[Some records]
·····

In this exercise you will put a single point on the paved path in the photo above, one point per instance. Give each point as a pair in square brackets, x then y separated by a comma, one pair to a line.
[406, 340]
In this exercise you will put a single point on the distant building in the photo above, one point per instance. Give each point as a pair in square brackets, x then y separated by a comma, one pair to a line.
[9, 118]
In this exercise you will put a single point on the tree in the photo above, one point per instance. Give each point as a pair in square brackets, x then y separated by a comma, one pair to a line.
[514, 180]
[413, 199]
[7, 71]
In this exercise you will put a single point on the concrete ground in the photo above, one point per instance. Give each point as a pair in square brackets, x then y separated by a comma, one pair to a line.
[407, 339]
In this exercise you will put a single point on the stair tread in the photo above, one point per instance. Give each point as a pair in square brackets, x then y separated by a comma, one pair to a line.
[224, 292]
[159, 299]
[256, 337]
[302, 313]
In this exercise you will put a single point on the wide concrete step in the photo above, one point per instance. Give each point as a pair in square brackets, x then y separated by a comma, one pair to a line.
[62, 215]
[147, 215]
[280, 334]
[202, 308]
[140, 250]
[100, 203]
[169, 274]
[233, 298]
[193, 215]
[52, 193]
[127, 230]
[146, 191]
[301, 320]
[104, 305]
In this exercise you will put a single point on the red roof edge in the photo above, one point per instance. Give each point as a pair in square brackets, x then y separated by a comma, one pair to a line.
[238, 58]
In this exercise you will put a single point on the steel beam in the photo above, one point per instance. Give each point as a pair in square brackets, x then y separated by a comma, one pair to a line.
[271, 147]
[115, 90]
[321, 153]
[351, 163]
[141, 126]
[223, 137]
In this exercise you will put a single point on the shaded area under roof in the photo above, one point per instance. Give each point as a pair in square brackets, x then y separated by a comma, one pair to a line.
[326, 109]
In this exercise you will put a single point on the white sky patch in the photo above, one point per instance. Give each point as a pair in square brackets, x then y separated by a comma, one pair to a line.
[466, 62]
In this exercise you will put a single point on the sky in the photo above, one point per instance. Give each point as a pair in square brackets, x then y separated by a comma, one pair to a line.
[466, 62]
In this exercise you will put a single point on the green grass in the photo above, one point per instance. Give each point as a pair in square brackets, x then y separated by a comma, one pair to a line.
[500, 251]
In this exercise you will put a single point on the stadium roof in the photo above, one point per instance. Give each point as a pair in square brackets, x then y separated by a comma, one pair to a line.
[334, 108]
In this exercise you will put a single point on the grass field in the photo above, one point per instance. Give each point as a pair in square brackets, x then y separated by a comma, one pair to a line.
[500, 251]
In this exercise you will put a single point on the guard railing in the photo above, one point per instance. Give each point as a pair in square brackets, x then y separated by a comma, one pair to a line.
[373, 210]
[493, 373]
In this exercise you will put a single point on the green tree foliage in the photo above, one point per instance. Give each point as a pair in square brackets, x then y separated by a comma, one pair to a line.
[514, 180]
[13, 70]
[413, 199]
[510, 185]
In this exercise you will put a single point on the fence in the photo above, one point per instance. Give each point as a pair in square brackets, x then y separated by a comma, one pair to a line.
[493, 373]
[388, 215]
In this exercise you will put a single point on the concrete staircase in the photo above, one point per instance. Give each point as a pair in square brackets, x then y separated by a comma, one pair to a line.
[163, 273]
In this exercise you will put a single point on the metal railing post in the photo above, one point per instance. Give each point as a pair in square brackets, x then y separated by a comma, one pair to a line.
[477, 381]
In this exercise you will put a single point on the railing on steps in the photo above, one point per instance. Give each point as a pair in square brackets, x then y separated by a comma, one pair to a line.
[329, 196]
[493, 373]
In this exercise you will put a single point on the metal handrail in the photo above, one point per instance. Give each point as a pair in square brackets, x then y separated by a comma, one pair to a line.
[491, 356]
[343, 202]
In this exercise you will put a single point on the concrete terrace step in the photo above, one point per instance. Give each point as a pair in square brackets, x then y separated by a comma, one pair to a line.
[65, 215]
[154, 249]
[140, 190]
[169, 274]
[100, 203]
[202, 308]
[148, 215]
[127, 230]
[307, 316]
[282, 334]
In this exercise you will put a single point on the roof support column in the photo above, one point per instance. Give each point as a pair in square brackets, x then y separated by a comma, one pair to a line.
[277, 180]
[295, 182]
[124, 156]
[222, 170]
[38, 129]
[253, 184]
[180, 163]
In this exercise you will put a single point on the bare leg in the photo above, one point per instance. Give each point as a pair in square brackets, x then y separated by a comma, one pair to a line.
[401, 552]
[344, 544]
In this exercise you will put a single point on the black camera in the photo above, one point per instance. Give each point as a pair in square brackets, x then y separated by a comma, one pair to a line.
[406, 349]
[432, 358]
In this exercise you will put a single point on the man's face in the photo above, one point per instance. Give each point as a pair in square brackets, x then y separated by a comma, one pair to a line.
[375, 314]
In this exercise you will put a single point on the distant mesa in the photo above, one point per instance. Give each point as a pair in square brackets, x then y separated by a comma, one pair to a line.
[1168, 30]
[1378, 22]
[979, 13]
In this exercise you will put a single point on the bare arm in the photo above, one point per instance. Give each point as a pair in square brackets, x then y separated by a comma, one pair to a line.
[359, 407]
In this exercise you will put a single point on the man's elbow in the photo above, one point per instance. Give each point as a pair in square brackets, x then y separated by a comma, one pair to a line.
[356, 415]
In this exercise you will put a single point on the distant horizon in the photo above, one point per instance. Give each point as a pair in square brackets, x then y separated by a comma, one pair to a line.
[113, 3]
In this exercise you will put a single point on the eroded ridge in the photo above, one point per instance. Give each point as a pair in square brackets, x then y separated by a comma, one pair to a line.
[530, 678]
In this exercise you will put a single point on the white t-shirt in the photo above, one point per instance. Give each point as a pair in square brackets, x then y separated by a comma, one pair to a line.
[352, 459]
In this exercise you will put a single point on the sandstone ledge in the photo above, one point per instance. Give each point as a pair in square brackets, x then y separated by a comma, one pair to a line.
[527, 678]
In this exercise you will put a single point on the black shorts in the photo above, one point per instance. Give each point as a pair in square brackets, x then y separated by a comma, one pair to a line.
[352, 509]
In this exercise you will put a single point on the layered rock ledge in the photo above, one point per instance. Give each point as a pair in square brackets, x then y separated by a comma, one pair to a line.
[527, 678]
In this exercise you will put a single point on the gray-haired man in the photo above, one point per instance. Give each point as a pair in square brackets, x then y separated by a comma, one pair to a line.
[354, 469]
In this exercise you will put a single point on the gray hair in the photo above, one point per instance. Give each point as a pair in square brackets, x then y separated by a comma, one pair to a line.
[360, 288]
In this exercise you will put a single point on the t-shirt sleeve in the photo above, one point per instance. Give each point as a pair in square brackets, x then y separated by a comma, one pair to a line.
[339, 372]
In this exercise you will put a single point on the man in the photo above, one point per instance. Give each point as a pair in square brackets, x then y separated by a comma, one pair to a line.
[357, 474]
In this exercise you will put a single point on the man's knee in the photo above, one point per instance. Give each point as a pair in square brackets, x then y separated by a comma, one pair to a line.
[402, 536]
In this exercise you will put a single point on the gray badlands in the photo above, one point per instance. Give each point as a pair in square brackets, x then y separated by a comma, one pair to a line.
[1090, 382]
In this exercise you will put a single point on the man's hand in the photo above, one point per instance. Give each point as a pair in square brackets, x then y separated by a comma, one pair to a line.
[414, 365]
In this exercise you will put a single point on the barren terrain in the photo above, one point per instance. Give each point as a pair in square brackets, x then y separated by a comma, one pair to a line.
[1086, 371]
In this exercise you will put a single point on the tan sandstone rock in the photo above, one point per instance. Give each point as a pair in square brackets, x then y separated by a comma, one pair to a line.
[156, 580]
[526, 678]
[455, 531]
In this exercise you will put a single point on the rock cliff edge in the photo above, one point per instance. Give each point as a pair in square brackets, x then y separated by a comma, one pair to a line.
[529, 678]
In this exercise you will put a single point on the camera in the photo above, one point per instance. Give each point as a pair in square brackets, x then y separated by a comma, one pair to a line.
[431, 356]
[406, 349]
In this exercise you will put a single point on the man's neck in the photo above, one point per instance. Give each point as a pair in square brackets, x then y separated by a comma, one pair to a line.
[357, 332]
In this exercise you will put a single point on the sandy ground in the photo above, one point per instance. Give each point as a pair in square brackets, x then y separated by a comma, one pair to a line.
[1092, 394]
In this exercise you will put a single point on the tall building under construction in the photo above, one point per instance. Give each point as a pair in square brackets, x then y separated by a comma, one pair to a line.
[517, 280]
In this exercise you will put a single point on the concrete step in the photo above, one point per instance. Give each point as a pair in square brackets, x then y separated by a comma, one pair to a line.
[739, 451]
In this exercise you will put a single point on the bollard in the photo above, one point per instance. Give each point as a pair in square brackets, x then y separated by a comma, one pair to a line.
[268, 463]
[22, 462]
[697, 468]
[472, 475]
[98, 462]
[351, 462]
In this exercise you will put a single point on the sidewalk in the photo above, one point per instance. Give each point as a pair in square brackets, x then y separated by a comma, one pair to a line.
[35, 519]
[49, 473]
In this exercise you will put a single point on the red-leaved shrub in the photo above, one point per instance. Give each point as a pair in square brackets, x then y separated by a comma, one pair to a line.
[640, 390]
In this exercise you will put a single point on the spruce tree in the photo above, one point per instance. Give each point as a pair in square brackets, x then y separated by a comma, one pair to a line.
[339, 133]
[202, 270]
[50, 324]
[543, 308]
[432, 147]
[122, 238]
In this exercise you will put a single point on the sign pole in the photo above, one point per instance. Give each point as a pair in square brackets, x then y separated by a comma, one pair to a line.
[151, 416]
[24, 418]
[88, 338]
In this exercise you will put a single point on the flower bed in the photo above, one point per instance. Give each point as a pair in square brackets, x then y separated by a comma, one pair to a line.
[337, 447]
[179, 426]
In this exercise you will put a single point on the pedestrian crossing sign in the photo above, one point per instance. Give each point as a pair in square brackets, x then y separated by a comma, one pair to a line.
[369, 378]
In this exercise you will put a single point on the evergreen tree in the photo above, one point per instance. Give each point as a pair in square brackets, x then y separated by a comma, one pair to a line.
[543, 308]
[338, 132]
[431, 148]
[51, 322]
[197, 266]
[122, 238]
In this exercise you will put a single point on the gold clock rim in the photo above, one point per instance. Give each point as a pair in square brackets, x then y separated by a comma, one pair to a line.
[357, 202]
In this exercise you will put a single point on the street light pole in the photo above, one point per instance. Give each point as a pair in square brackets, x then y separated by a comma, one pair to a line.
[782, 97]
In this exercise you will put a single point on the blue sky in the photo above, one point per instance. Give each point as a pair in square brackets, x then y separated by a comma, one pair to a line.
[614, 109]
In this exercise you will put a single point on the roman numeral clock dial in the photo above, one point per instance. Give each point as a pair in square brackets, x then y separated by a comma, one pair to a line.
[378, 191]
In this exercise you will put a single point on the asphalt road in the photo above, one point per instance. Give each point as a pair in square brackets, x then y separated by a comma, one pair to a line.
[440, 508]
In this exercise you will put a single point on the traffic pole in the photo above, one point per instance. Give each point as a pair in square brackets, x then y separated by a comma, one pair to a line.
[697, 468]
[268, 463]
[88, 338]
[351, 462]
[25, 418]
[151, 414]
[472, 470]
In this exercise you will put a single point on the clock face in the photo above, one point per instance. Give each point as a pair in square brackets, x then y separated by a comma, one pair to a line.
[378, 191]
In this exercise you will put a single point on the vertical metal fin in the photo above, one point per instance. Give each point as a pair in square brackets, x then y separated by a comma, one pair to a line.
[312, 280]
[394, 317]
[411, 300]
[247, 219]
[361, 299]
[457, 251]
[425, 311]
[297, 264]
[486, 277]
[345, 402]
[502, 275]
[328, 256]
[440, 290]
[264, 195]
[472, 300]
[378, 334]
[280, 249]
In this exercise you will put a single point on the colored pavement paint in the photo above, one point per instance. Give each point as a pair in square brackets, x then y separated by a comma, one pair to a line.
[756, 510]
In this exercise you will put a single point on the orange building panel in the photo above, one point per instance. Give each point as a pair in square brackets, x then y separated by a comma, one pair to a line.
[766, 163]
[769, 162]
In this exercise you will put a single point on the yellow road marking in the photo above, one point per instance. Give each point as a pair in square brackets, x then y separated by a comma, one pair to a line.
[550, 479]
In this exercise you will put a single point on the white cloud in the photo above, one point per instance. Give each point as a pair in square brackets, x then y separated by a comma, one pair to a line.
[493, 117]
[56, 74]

·····

Reproduce only the lines between the line containing "on the orange" and the last line of the records, those two lines included, exactly.

# Response to the task
In this exercise you will put a single point on the orange building panel in the photo above, one point per instance. Give each point as a pair in square brackets, x then y separated by a comma, one pair to a line.
[766, 163]
[769, 162]
In this exercise you will put a single point on the yellow road marking in the photo above, one point per instance. Give each point as a pair in square brackets, x then y separated by a comma, one pair to a line.
[550, 479]
In this exercise you will put a single point on the white cloud in the photo above, one point per instance. Give each point as a pair in square brackets, x then y separated by a comma, one pair to a line.
[493, 117]
[56, 74]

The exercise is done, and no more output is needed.